(Object point labels)
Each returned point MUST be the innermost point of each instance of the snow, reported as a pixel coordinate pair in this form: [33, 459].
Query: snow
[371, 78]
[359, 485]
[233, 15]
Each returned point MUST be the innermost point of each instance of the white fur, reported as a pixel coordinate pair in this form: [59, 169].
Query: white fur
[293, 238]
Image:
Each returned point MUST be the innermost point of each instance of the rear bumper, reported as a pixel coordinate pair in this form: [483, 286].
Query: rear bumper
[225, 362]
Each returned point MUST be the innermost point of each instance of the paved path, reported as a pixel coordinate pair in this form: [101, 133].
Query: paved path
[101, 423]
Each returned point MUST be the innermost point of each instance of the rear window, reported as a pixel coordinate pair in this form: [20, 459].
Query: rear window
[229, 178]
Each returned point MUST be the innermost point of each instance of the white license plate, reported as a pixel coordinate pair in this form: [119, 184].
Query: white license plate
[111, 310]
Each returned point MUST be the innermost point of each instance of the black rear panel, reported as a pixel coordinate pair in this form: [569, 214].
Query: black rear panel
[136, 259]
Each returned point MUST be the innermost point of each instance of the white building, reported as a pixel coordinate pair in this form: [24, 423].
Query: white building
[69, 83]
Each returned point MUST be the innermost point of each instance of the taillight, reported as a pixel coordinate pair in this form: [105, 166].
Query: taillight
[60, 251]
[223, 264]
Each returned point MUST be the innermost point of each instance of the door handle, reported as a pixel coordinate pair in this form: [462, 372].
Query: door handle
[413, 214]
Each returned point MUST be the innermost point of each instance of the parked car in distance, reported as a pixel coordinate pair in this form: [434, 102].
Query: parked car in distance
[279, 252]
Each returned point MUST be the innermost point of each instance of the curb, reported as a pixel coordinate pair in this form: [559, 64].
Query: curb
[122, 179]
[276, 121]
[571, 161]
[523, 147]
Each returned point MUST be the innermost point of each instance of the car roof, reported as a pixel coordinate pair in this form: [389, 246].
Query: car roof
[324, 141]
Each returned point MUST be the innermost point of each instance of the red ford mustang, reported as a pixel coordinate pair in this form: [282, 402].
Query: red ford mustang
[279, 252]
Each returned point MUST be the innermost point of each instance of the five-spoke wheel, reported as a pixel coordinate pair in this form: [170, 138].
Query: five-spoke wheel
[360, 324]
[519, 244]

> [REQUIREMENTS] Each line from the one with "form: [434, 102]." through the last line of the records must be written out word for word. Include nothing else.

> [ANSWER TO THE PROBLEM]
Each returned point MUST be the innermost point of each instance of the parked car in distance, reported as a pixel coordinate pair in this form: [434, 102].
Query: parked car in distance
[279, 252]
Each returned point MUST be the innermost point of each instance of the curb, reported as a pixel coordinate pair in this form: [559, 64].
Query: curb
[122, 179]
[276, 121]
[571, 161]
[523, 147]
Each returned point MUST be the innermost point of each instance of the car roof, reported as a pixel coordinate pair in this form: [389, 246].
Query: car roof
[324, 141]
Each returned point MUST be the innermost point of each instance of the red ford mustang, reported as a pixel coordinate pair in this form: [282, 402].
Query: red ford mustang
[279, 252]
Each returned point MUST be the innermost point of each instance of the five-spoke wheel, reported as a pixel coordinate pair in this form: [170, 138].
Query: five-spoke wheel
[360, 324]
[519, 244]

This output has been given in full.